Text segment

══════════════════════════════

These should not need a large shared helper or anchor PR. Convert opportunistically in parallel.

- [x] `test-openshell-version-pin.sh` (288) → installer-script Vitest test for OpenShell pinning — PR #5107 merged
- [x] `test-model-router-provider-routed-inference.sh` (196) → model-router provider-routed inference — PR #5221 merged
- [x] `test-issue-4434-tui-unreachable-inference.sh` (197) → unreachable inference handling — PR #5233 merged
- [x] `test-hermes-root-entrypoint-smoke.sh` (202) → Hermes root entrypoint smoke — PR #5220 merged
- [x] `test-credential-migration.sh` (302) → credential migration behavior — PR #5228 merged
- [x] `test-openclaw-plugin-runtime-exdev.sh` (209) → plugin runtime EXDEV behavior — PR #5232 merged
- [x] `test-runtime-overrides.sh` (337) → runtime override behavior — PR #5229 merged
- [x] `test-openclaw-tui-chat-correlation.sh` (63) → TUI chat correlation smoke — PR #5150 merged
- [x] `test-skill-agent-e2e.sh` (268) → skill-agent E2E — PR #5222 merged

### Phase 3 — Onboarding and baseline dependents

Start after the onboarding anchor shape exists. These may share onboard/run/resume/repair helpers but can be separate PRs.

══════════════════════════════

Segmentation mask data
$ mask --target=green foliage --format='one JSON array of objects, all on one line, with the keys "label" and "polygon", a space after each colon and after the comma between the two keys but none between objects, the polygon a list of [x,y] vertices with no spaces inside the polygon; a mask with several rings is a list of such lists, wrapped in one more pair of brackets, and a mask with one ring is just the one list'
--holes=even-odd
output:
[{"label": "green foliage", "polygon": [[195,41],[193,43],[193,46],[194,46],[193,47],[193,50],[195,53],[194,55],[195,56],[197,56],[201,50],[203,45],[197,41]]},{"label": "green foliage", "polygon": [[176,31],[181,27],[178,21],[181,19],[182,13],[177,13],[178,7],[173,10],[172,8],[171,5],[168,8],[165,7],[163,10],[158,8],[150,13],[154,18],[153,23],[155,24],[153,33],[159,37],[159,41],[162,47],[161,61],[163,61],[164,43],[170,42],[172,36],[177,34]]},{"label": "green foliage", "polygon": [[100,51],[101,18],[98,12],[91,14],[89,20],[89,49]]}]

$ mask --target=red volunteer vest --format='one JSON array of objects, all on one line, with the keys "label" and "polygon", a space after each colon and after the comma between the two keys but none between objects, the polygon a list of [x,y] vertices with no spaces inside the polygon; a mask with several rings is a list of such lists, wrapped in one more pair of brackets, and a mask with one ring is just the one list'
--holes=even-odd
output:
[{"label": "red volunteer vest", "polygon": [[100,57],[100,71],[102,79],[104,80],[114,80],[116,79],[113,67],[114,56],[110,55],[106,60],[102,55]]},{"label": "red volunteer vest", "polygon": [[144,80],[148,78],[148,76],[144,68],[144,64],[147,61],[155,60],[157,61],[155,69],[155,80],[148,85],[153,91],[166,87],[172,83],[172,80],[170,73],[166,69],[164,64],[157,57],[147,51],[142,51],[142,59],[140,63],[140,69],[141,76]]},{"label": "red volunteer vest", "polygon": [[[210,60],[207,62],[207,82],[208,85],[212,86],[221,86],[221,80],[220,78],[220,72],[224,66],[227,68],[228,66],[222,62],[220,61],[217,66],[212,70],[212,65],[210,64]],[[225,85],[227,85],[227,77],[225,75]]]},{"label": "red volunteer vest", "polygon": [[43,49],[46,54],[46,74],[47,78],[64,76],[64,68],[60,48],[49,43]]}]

══════════════════════════════

Using the information
1. Answer these questions about the test conversion checklist:
(a) How does the opening line say the conversions should be done?
(b) Which PR handled `test-credential-migration.sh`?
(c) When should Phase 3 start?
2. Write the next part of the test conversion checklist, picking up after its last sentence.

Responses to the exercise
1.
(a) Opportunistically, in parallel.
(b) PR #5228.
(c) After the onboarding anchor shape exists.

2.
- [ ] `test-full-e2e.sh` (510) → full Vitest user journey: install → onboard → inference → CLI ops → cleanup
- [ ] `test-cloud-onboard-e2e.sh` (338) → public/cloud onboarding Vitest flow
- [x] `test-cloud-inference-e2e.sh` (291) → cloud inference Vitest flow — PR #5361 merged
- [x] `test-common-egress-agent-e2e.sh` (452) → common egress agent onboarding/runtime flow — PR #5360 merged
- [ ] `test-gpu-double-onboard.sh` (579) → GPU repeated onboarding variant
- [ ] `test-onboard-repair.sh` (400) → repair flow
- [ ] `test-onboard-resume.sh` (350) → interrupted/resumed onboarding
- [x] `test-onboard-negative-paths.sh` (521) → invalid input and failure handling — PR #5152 merged
- [ ] `test-issue-4462-scope-upgrade-approval.sh` (1058) → scope upgrade approval and no-leak process checks

### Phase 4 — Sandbox and gateway dependents

Start after the sandbox/gateway anchor shape exists. These can run in parallel with inference, messaging, Hermes, security, rebuild, and platform tracks.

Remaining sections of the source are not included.